**TASK TO COMPLETE:**
From the line that contains "For each instance of the pine" down to the last line of the entries, repeat every line exactly. Do not carry over the pictures.
-.-.-
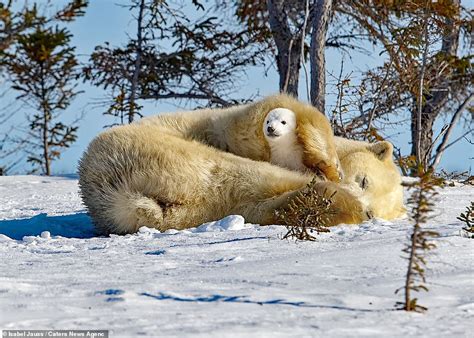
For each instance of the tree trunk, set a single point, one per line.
(47, 165)
(425, 135)
(288, 47)
(137, 66)
(423, 118)
(322, 14)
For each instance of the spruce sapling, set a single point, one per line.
(421, 202)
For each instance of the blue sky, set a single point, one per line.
(106, 21)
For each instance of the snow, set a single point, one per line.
(224, 278)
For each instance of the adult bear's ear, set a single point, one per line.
(383, 149)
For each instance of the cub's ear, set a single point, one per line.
(383, 149)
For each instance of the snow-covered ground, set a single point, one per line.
(225, 278)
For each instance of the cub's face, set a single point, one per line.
(279, 122)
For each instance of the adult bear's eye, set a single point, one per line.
(362, 181)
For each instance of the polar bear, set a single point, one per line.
(176, 172)
(238, 130)
(369, 170)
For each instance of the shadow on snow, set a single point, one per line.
(245, 300)
(71, 226)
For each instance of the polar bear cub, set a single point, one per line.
(279, 129)
(368, 168)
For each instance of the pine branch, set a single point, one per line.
(307, 215)
(468, 218)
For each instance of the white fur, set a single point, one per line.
(285, 150)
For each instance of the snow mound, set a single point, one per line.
(229, 223)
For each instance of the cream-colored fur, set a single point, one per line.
(369, 169)
(238, 130)
(279, 128)
(183, 170)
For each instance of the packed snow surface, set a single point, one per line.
(223, 278)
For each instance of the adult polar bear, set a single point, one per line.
(178, 171)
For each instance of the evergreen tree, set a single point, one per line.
(44, 71)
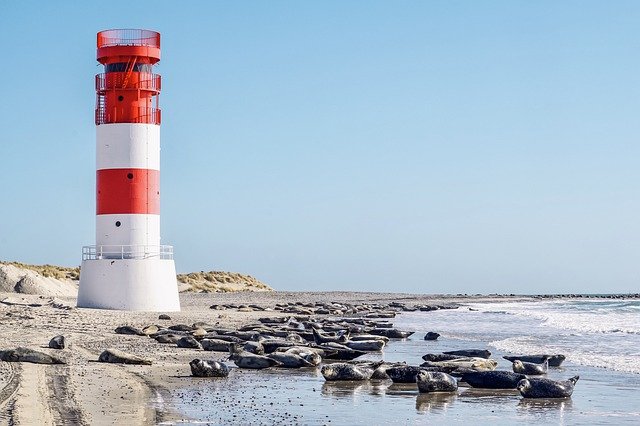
-.-.-
**RESULT OF THE EXERCISE:**
For each instance of the pine branch, set a single point, one per line.
(307, 215)
(468, 218)
For each instance of the white fur, set a single point, one per line.
(285, 150)
For each instance of the snow mound, set a single point, one per line.
(229, 223)
For each instance of the cream-colored fur, set a single point, one per line.
(369, 169)
(238, 130)
(279, 128)
(183, 170)
For each instance of the packed snow surface, set a single point, one per line.
(223, 278)
For each instance of the adult polar bear, set a single point, one per line.
(178, 171)
For each instance of the evergreen tree, set a single point, one per line.
(44, 71)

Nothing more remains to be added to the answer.